Directive: Format the lines of collected data below as a JSON list of strings, one string per line, and omit blank lines. Leave the pictures out of your answer.

Collected data:
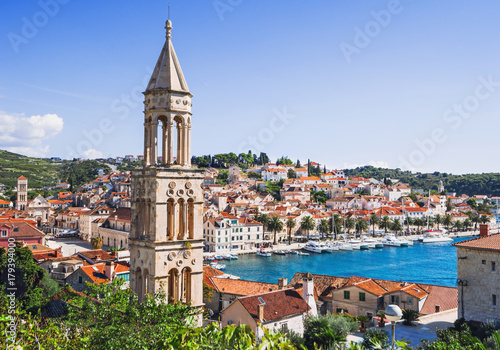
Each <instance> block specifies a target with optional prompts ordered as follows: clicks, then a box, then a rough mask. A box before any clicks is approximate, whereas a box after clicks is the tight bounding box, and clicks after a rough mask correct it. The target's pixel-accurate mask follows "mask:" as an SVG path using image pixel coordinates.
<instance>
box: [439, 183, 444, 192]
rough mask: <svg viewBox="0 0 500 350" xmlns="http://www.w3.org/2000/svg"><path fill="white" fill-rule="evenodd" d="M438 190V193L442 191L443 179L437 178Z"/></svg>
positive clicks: (442, 187) (443, 187) (443, 190)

Task result:
[
  "Each <instance> block specifies a target with optional prompts ordered as follows: clicks, then a box, then a rough mask. A box before any clicks is approximate, whereas a box after clicks is the tight bounding box, and clicks after a rough mask correct it. The target's pixel-accurate mask follows \"mask:\" as an SVG path using image pixel coordinates.",
  "<instance>",
  "box: [439, 183, 444, 192]",
  "rough mask: <svg viewBox=\"0 0 500 350\" xmlns=\"http://www.w3.org/2000/svg\"><path fill=\"white\" fill-rule=\"evenodd\" d=\"M438 190V193L442 191L443 179L437 178Z\"/></svg>",
  "positive clicks: (442, 187) (443, 187) (443, 190)"
]